* **REQUIRED WORK**
1. Using the passage about Deek, answer each question.
(a) Who did Deek talk to about the two choices?
(b) According to Deek, which group is the best example of a contributing minority?
(c) Which people did Deek cite as Jews who influenced European thinking and culture?
2. Repeat the passage about Deek from "Deek told Schwartz" through "embracing their culture.".
3. For each statement, say yes or no depending on whether it agrees with the passage about Deek, and quote the words from the passage that decide it.
(a) Deek considered both choices good options for the Arab Israeli community.
(b) Deek named Baruch Spinoza as a Jew who influenced European thinking and culture.
(c) Deek said the Jews in Europe gave up their religion over the centuries.

Deek told Schwartz that both choices were bad options for the Arab Israeli community. He believed that there was a third way of embracing their culture.
"We can be proud of our identity and at the same time live as a contributing minority in a country who has a different nationality, a different religion, and a different culture than ours," Deek said. "There is no better example in my view than the Jews in Europe, who kept their religion and identity for centuries but still managed to influence deeply, perhaps even to create, European modern thinking. Jews suffered from the same dissonance between their own identity and the surrounding society."
Deek cited Karl Marx, Sigmund Freud, Albert Einstein, Baruch Spinoza, and Ludwig Wittgenstein as examples of Jews who influenced European thinking and culture. He contended that Arab Israelis can do the same for their country.

* **RECORD EXCERPTS**
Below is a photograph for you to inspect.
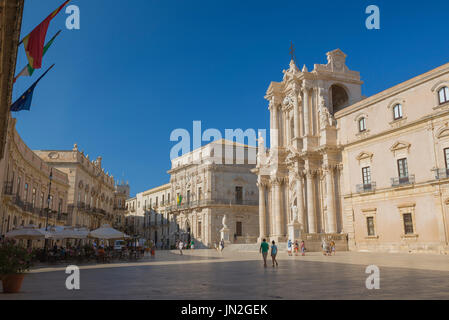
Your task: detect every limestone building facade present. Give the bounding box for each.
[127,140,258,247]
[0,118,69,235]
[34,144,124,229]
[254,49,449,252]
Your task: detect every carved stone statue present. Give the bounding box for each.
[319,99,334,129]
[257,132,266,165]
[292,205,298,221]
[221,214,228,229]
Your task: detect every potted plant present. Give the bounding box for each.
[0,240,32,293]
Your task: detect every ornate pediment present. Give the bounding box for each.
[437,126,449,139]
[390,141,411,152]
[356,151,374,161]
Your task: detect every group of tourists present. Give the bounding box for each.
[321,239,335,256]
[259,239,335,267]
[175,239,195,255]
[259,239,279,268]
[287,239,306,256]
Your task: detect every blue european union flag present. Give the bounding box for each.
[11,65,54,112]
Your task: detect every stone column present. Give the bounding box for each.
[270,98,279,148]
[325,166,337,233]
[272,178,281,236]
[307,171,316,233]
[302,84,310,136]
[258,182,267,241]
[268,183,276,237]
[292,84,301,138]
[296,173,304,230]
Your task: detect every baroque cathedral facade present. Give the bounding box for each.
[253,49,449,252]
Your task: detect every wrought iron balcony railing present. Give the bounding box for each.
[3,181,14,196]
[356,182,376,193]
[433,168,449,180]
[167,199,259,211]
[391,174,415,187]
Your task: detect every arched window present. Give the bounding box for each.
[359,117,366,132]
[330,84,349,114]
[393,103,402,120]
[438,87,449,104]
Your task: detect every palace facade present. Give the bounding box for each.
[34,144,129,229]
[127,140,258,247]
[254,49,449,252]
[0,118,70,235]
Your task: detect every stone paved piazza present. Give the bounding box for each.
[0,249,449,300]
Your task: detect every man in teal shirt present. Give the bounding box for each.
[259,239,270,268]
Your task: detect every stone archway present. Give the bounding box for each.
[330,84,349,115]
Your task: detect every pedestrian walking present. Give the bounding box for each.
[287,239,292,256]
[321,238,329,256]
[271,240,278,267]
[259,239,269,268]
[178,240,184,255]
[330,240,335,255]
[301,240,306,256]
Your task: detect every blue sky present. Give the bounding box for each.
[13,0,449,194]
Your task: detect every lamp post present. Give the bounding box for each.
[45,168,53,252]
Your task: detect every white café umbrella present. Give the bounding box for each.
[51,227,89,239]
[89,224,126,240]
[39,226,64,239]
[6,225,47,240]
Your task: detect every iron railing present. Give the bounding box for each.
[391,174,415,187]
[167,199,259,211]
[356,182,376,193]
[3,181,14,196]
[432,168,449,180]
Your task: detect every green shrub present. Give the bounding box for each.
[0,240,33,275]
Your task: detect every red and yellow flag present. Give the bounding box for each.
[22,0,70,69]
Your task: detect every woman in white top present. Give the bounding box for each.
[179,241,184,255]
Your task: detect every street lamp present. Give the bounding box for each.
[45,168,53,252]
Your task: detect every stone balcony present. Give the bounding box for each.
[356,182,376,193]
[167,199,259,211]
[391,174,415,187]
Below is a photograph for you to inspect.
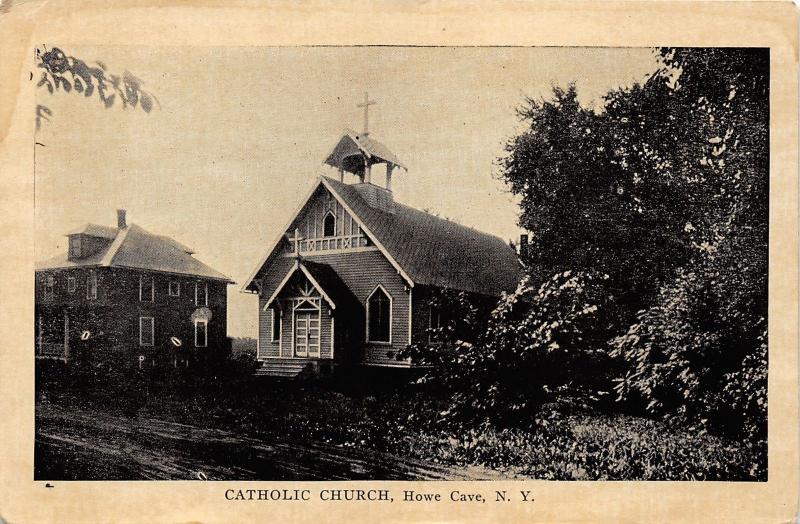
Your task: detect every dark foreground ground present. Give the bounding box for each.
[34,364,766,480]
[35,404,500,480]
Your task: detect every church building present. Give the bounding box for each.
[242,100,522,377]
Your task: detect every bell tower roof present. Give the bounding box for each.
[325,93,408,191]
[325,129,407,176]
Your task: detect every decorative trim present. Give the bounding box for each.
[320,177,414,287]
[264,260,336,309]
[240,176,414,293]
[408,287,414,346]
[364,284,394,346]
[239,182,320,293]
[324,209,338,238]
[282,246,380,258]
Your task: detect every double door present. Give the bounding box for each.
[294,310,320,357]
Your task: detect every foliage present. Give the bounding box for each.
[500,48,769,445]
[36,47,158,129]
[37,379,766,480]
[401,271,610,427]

* **WRITTEN RESPONSES**
1.
(a) Schwartz
(b) The Jews in Europe
(c) Karl Marx, Sigmund Freud, Albert Einstein, Baruch Spinoza, and Ludwig Wittgenstein

2.
Deek told Schwartz that both choices were bad options for the Arab Israeli community. He believed that there was a third way of embracing their culture.

3.
(a) No: "both choices were bad options for the Arab Israeli community"
(b) Yes: "Deek cited Karl Marx, Sigmund Freud, Albert Einstein, Baruch Spinoza, and Ludwig Wittgenstein as examples of Jews who influenced European thinking and culture"
(c) No: "who kept their religion and identity for centuries"